→ Records shown:

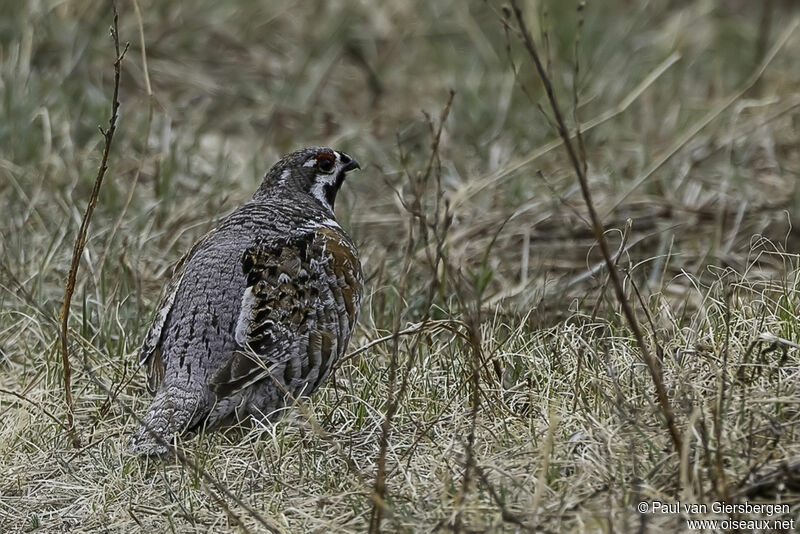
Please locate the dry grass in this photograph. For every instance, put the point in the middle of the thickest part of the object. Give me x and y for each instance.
(688, 131)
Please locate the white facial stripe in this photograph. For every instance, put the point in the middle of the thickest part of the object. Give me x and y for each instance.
(318, 189)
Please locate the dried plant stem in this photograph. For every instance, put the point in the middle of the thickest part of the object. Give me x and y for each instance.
(80, 240)
(599, 232)
(416, 215)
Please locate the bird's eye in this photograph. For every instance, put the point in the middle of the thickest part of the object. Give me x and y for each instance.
(325, 162)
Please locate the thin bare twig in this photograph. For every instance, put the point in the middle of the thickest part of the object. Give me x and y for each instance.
(415, 211)
(597, 226)
(80, 240)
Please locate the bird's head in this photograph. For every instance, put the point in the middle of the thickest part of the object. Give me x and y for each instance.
(315, 172)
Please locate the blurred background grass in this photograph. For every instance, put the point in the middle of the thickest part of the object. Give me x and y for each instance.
(236, 84)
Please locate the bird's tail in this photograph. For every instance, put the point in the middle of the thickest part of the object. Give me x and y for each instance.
(174, 410)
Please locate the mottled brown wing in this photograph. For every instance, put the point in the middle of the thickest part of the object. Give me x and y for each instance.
(298, 309)
(150, 351)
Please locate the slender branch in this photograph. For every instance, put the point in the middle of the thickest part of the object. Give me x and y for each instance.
(597, 226)
(80, 240)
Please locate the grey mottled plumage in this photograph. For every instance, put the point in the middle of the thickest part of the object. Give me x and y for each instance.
(259, 309)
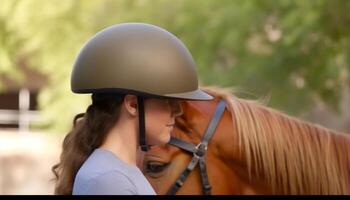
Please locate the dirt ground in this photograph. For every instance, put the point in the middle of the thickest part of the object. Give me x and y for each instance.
(26, 160)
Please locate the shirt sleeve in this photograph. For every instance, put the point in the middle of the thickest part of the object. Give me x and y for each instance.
(111, 183)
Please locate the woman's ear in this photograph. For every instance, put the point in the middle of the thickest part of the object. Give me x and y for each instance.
(130, 104)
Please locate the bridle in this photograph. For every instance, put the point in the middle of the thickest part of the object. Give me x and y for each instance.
(199, 152)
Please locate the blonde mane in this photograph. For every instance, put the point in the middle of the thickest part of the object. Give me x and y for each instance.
(293, 156)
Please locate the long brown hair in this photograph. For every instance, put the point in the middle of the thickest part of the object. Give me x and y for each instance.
(86, 135)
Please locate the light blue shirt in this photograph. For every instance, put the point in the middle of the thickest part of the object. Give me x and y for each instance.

→ Given exercise: Recast the items as a Markdown table with two columns, Number and Entry. Begin at the line that contains "Please locate the blonde" and stop after the final line of the items, giving each line its own numbered row and leaving out blank lines.

→ Correct result:
| Number | Entry |
|---|---|
| 1 | Please locate the blonde mane in this photograph. For every instance, put the point in the middle of the thickest part of the object. Give me x and y for each instance. |
| 2 | (293, 156) |
| 3 | Please locate the long brown hair in this photograph. For every instance, put the point in the middle of the thickest part of the object. Give me x and y for each instance. |
| 4 | (86, 135) |
| 5 | Please locate the light blue shirt in this photograph. For every instance, put the point in the middle of the thickest part of the object. Give me x and y for each instance. |